--- Document section ---

— Begin —

Well done NT govt in dropping stamp duty on life insurance, what about GI too!

http://www.dreamstime.com/-image21100032It was pleasing to read in InsuranceNEWS yesterday that the Northern Territory government is removing all stamp duty on life insurance. It did raise a number of questions and thoughts in my mind though which I share with you below.

I would ask the Northern Territory Government to consider also removing stamp duty on general insurance. Insurance in the north of Australia is high due to the frequency of storms and cyclones and the removal of stamp duty would reduce the burden on home and business owners. Government ought to remember that the more people look after themselves with insurance the less burden their is on government.

What was not made clear is that the Northern Territory government followed the lead of Victoria and Western Australia in adding the taxes to the trauma and disability covers typically added to life insurance.  These are general insurance taxes and there  is a general belief that this will raise more than the duty on life insurance that’s been dropped. For many people the trauma and disability covers are more important than straight life cover.

— End —

--- What is required ---
Continue the post above on the Northern Territory's stamp duty on insurance, starting after its last sentence.

--- Excerpted records ---
— Begin —

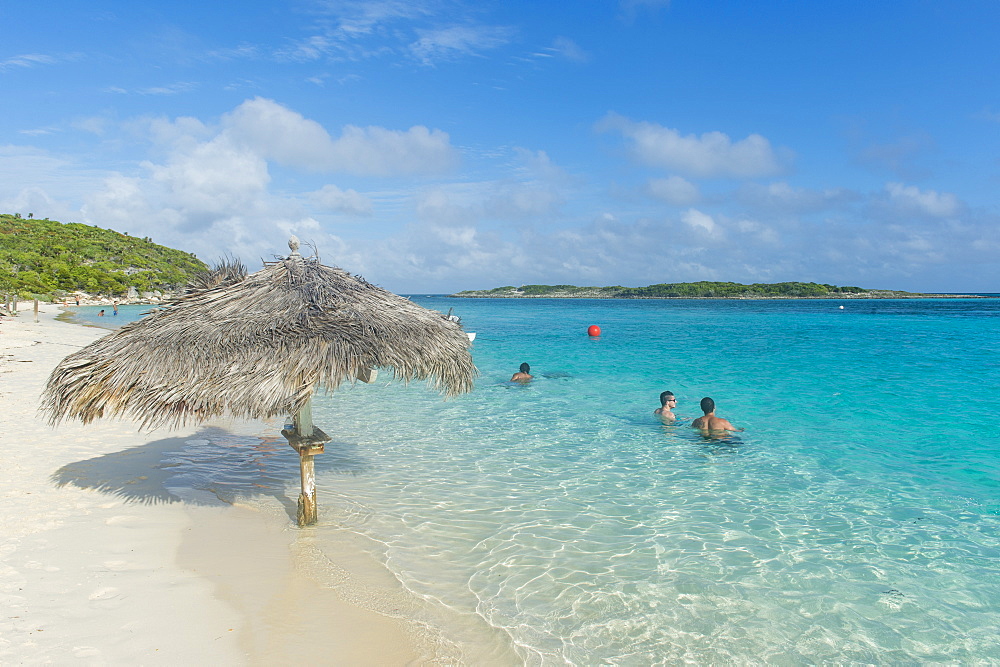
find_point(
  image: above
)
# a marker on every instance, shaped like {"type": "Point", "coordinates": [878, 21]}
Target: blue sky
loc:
{"type": "Point", "coordinates": [434, 146]}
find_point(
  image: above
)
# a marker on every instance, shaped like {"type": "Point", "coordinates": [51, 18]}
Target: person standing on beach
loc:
{"type": "Point", "coordinates": [522, 375]}
{"type": "Point", "coordinates": [709, 423]}
{"type": "Point", "coordinates": [667, 403]}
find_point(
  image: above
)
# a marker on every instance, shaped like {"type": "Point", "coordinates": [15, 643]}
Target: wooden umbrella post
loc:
{"type": "Point", "coordinates": [308, 441]}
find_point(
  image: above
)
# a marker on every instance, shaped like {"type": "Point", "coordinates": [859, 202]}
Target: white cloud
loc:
{"type": "Point", "coordinates": [911, 199]}
{"type": "Point", "coordinates": [26, 60]}
{"type": "Point", "coordinates": [348, 202]}
{"type": "Point", "coordinates": [673, 190]}
{"type": "Point", "coordinates": [701, 222]}
{"type": "Point", "coordinates": [451, 42]}
{"type": "Point", "coordinates": [170, 89]}
{"type": "Point", "coordinates": [713, 154]}
{"type": "Point", "coordinates": [283, 135]}
{"type": "Point", "coordinates": [781, 197]}
{"type": "Point", "coordinates": [566, 48]}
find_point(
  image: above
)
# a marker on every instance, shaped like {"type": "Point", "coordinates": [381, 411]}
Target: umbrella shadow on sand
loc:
{"type": "Point", "coordinates": [210, 467]}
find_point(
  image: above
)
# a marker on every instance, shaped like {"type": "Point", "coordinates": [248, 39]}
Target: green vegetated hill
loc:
{"type": "Point", "coordinates": [698, 290]}
{"type": "Point", "coordinates": [41, 257]}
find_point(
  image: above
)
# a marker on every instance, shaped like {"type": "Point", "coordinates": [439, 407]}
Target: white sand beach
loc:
{"type": "Point", "coordinates": [103, 576]}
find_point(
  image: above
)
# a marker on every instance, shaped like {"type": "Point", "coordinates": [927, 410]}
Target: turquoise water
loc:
{"type": "Point", "coordinates": [854, 520]}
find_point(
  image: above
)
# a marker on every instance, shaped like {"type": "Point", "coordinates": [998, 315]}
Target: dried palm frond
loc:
{"type": "Point", "coordinates": [257, 347]}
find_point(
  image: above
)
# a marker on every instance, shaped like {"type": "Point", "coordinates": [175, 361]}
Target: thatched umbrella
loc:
{"type": "Point", "coordinates": [257, 346]}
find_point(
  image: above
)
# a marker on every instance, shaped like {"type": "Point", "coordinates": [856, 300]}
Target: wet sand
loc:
{"type": "Point", "coordinates": [124, 573]}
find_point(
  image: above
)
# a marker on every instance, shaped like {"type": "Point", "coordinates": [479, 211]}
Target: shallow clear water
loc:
{"type": "Point", "coordinates": [856, 518]}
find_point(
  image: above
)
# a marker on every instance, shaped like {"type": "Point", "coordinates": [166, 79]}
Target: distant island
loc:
{"type": "Point", "coordinates": [46, 259]}
{"type": "Point", "coordinates": [698, 290]}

— End —

--- Right answer ---
One thing that came immediately to mind is how can the life insurance industry lobby and get this important concession whereas, general insurance which is all over the news over the high cost cannot, through its lobby organisation, get a reduction in government charges, when I would argue it is more important to the community and economy to do so.

The ACT government is on a program to remove all taxes on general insurance and it is interesting to note that the territory governments are more attuned to the needs of their constituents than the state governments who still whack their citizens with high stamp duty and in the case of New South Wales and Tasmania, outdated and unfair Fire Service Levies.

In contrast to the ACT government, following the Brisbane floods and Cyclone Yasi, the Queensland Government increased Stamp Duty putting an even greater burden on Queenslanders who were forced to pay much higher premiums due to the size of the payouts made by the general insurance industry. Even if they had held the stamp duty rates, the government would have had more revenue as Stamp Duty is a fixed percentage of premiums, the terrorism levy and GST. Part of it is therefore a tax on a tax. Not satisfied with this, the greedy Queensland Government increased Stamp Duty to 10% making it the equal highest in Australia!

When the taxes are high like this, basic economics tells us that people will buy less and be under insurance or inappropriately insured in the event of a loss.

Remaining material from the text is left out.